Durante anos, o Awakenings foi um festival construído sobre uma única ideia: reunir os melhores DJs de techno do mundo num punhado de palcos e deixar o género falar por si. Em 2026, esse modelo já não funciona, e a equipa do Awakenings teve a honestidade de o dizer em voz alta. A edição de 10 a 12 de julho em Hilvarenbeek esgotou mais de um mês antes, com um recorde de 119 mil visitantes reservados vindos de mais de 115 países, e para conter essa multidão o festival não acrescentou um sétimo cabeça de cartaz. Acrescentou salas.

O que realmente mudou este ano?

O recinto de 2026 está dividido em seis áreas com nome próprio, em vez de um conjunto de palcos a partilhar o mesmo cartaz. As Areas X e H trazem o lado mais duro, rápido e industrial do techno. A Area V é reservada à sua vertente melódica e progressiva. A Area B aposta em sons próximos da house, algo que há dez anos destoaria no Awakenings. Distribuída pela floresta e pela margem da água, cada área foi pensada para soar e ser vivida como uma festa à parte, com produção própria, em vez de um palco satélite a repetir a energia do palco principal.

.....

**Requisitos do exercício**
No excerto sobre o festival Awakenings, quantos visitantes reservados teve a edição de 2026?

.....

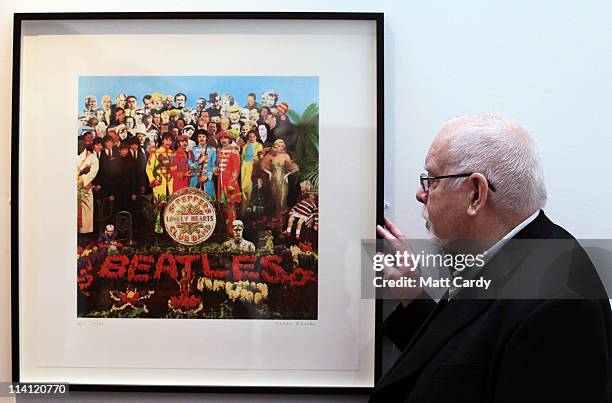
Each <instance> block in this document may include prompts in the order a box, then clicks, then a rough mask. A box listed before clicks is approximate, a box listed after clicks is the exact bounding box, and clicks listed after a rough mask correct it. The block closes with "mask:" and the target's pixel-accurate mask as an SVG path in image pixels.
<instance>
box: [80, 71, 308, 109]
mask: <svg viewBox="0 0 612 403" xmlns="http://www.w3.org/2000/svg"><path fill="white" fill-rule="evenodd" d="M270 90H276V92H277V93H278V94H279V99H278V103H281V102H286V103H287V104H288V105H289V108H290V109H293V110H294V111H296V112H298V113H300V114H301V113H302V112H303V111H304V109H306V107H307V106H308V105H310V104H311V103H317V104H318V103H319V77H303V76H299V77H298V76H213V77H205V76H82V77H79V101H78V106H79V112H80V111H81V110H82V109H83V105H84V103H85V97H86V96H87V95H94V96H95V97H96V99H97V100H98V107H100V106H101V105H102V96H103V95H110V96H111V98H112V100H113V103H115V97H116V96H117V95H118V94H120V93H124V94H126V95H134V96H136V98H138V105H140V106H141V105H142V97H143V96H144V95H146V94H152V93H155V92H159V93H161V94H162V95H174V94H176V93H177V92H182V93H184V94H186V95H187V106H188V107H195V104H196V99H197V98H199V97H203V98H206V100H207V105H206V106H207V107H208V94H209V93H211V92H218V93H219V95H220V96H221V95H223V94H225V93H230V94H232V95H233V96H234V99H235V100H236V102H237V103H238V105H239V106H241V107H242V106H244V105H246V97H247V95H248V94H249V93H250V92H253V93H255V94H257V102H261V95H262V94H263V93H264V92H265V91H270Z"/></svg>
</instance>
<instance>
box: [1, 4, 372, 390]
mask: <svg viewBox="0 0 612 403" xmlns="http://www.w3.org/2000/svg"><path fill="white" fill-rule="evenodd" d="M14 30H15V31H14V65H13V66H14V67H13V80H14V82H13V115H12V116H13V126H12V130H13V137H12V138H13V143H12V171H13V172H12V173H13V175H12V178H13V179H12V181H13V182H12V219H13V220H12V223H13V224H12V240H13V248H12V262H13V263H12V278H13V280H12V281H13V288H12V290H13V295H12V304H13V305H12V309H13V333H12V335H13V378H14V381H19V382H65V383H69V384H70V387H71V388H72V389H74V390H92V389H95V390H134V389H135V388H138V389H141V390H143V389H144V390H151V391H155V390H177V391H183V390H188V391H194V390H204V391H206V390H234V389H236V390H242V391H244V390H247V389H249V390H250V389H253V390H258V391H286V392H291V391H296V392H299V391H306V390H307V391H313V390H314V391H316V390H321V391H323V390H325V391H327V392H329V391H339V392H368V391H370V390H371V388H372V387H373V385H374V383H375V380H376V379H377V377H378V375H379V372H380V363H379V361H380V354H379V350H380V343H379V337H378V333H377V331H376V327H377V321H378V320H379V316H380V306H378V304H377V302H376V301H374V300H366V299H362V298H361V289H360V271H361V267H360V253H359V248H360V242H361V240H362V239H368V238H374V237H375V225H376V223H377V222H380V221H382V191H383V190H382V184H383V181H382V178H383V176H382V156H383V111H384V108H383V61H382V60H383V37H382V32H383V16H382V14H375V13H374V14H356V13H101V14H100V13H92V14H87V13H85V14H16V15H15V24H14ZM75 252H76V254H75Z"/></svg>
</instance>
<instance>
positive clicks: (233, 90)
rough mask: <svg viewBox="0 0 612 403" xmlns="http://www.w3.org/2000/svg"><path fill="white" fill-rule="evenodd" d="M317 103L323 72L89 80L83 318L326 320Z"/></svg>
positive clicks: (116, 78) (81, 288)
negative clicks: (319, 195) (306, 74)
mask: <svg viewBox="0 0 612 403" xmlns="http://www.w3.org/2000/svg"><path fill="white" fill-rule="evenodd" d="M318 103H319V80H318V77H267V76H266V77H132V76H130V77H100V76H95V77H92V76H87V77H80V79H79V94H78V104H79V111H78V118H77V119H78V128H77V130H76V136H77V147H78V151H77V152H78V158H77V225H78V228H77V243H78V245H77V295H78V297H77V298H78V300H77V310H78V312H77V315H78V316H79V317H96V318H177V319H178V318H191V319H196V318H199V319H305V320H314V319H317V290H318V255H317V252H318V231H319V219H318V218H319V217H318V199H319V192H318V187H319V109H318Z"/></svg>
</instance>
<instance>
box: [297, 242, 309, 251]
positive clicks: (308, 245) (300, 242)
mask: <svg viewBox="0 0 612 403" xmlns="http://www.w3.org/2000/svg"><path fill="white" fill-rule="evenodd" d="M299 247H300V250H301V251H302V252H304V253H308V252H312V244H311V243H310V242H300V245H299Z"/></svg>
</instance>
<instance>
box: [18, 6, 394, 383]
mask: <svg viewBox="0 0 612 403" xmlns="http://www.w3.org/2000/svg"><path fill="white" fill-rule="evenodd" d="M169 19H190V20H207V19H215V20H218V19H232V20H257V19H266V20H329V21H338V20H347V21H351V20H364V21H371V22H373V23H374V24H375V27H376V28H375V29H376V79H375V80H376V84H377V88H376V133H377V138H376V147H377V149H376V170H377V174H376V189H375V200H376V213H375V214H376V223H377V224H383V194H384V175H383V173H384V14H383V13H354V12H168V13H166V12H128V13H123V12H102V13H97V12H94V13H16V14H14V25H13V26H14V32H13V70H12V77H13V81H12V105H13V106H12V126H11V127H12V144H11V170H12V175H11V178H12V179H11V222H12V224H11V239H12V247H11V277H12V280H11V321H12V329H11V335H12V380H13V382H20V381H23V379H22V376H21V371H20V368H21V367H20V305H19V300H20V283H19V278H20V255H19V250H20V249H19V248H20V244H19V234H20V231H23V230H24V228H20V222H19V214H20V199H19V178H20V172H19V161H20V112H21V111H20V103H21V96H22V95H21V85H22V82H21V63H20V60H21V40H22V26H23V24H24V22H28V21H54V20H82V21H90V20H169ZM375 236H376V235H375V228H372V238H374V237H375ZM375 318H376V323H375V324H373V325H374V326H375V348H374V349H375V362H374V364H373V365H374V374H375V376H374V378H375V379H374V380H373V384H374V383H375V382H376V381H377V380H378V379H379V378H380V376H381V355H382V354H381V351H382V350H381V348H382V347H381V346H382V341H381V332H380V331H379V327H380V325H381V318H382V304H381V301H378V300H377V301H376V303H375ZM69 389H70V390H71V391H104V392H111V391H112V392H162V393H168V392H186V393H211V392H214V393H220V392H221V393H273V394H278V393H282V394H285V393H291V394H369V393H371V392H372V390H373V388H369V387H367V388H361V387H306V388H305V387H269V386H261V387H259V386H257V387H246V386H244V387H242V386H240V387H224V386H161V385H157V386H149V385H109V384H70V385H69Z"/></svg>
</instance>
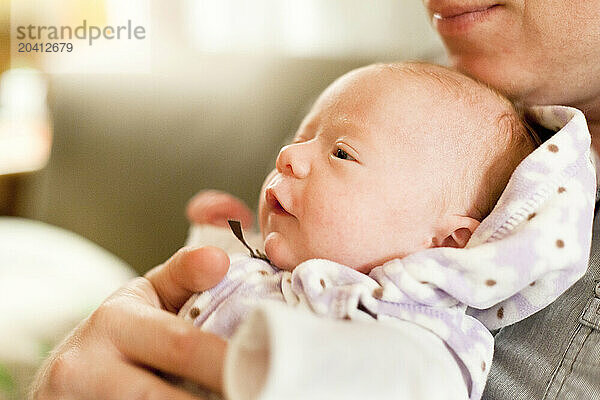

.....

**Resposta ao problema**
Um recorde de 119 mil visitantes.